Goal: Starting at the line that contains "Exercise. Put one point on every instance of the leather", quote each line exactly through the last line of the entries, both included.

Saved data entries:
▶

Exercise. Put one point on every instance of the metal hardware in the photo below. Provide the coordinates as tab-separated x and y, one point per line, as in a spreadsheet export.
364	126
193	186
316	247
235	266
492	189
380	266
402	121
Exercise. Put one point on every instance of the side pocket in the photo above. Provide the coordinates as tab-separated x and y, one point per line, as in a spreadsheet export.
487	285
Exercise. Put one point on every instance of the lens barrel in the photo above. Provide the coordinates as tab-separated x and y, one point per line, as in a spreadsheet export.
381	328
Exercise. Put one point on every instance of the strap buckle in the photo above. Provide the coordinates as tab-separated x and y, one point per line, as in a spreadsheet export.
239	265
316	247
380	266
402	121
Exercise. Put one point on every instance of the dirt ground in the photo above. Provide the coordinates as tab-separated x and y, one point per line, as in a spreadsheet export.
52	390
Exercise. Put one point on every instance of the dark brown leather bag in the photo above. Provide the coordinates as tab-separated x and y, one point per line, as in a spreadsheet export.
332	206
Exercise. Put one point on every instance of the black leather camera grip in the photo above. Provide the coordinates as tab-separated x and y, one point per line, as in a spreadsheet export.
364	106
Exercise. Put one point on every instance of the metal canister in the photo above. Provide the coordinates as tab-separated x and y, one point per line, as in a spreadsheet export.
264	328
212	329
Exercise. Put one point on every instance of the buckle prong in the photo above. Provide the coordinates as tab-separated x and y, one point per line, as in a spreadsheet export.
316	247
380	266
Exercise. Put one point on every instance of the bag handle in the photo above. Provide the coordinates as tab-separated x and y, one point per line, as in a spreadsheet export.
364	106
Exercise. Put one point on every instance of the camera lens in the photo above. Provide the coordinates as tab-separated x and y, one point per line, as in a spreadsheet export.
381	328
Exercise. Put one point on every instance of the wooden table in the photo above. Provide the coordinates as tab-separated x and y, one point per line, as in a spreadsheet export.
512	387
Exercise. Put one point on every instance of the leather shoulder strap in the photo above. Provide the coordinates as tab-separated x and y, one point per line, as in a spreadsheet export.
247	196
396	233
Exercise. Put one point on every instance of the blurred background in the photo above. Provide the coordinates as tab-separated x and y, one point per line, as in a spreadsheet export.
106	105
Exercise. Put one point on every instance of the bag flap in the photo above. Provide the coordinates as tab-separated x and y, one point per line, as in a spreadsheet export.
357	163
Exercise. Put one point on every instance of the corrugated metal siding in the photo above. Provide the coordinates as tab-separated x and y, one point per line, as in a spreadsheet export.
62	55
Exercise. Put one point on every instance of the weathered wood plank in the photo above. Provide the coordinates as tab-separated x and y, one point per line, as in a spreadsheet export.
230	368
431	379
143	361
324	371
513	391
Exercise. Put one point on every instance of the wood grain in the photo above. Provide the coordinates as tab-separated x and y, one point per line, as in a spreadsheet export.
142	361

◀

Solution for this exercise:
Exercise. Put one point on every instance of the leather shoulder strap in the photo above. Provide the coordinates as tab-separated x and y, one point per line, as in a spreadsheet export.
247	196
396	233
Exercise. Put one point on every instance of the blurred background in the photo above. Provide the coordinates as tab-separated x and y, one point per line, as in a spreadsheet export.
106	105
Exercise. Put one point on every instance of the bag flap in the photo above. Provide the coordinates as tab-separated x and y, one point per line, as in a spreadsheet export.
357	163
Exercise. Put one point on every instance of the corrugated metal siding in the photo above. Provide the coordinates as tab-separated x and y, one point per line, as in a spreadsheet export.
62	55
Exercise. Put one point on every instance of the weathered wood plank in the photo above. Provide the coordinates as tab-separated x and y, one point per line, as in a spreadsheet export.
230	368
431	379
143	361
324	371
513	391
Exercise. Put one point on every instance of the wood grain in the photo above. Provide the coordinates as tab-separated x and y, one point per line, as in a spreadsheet export.
142	361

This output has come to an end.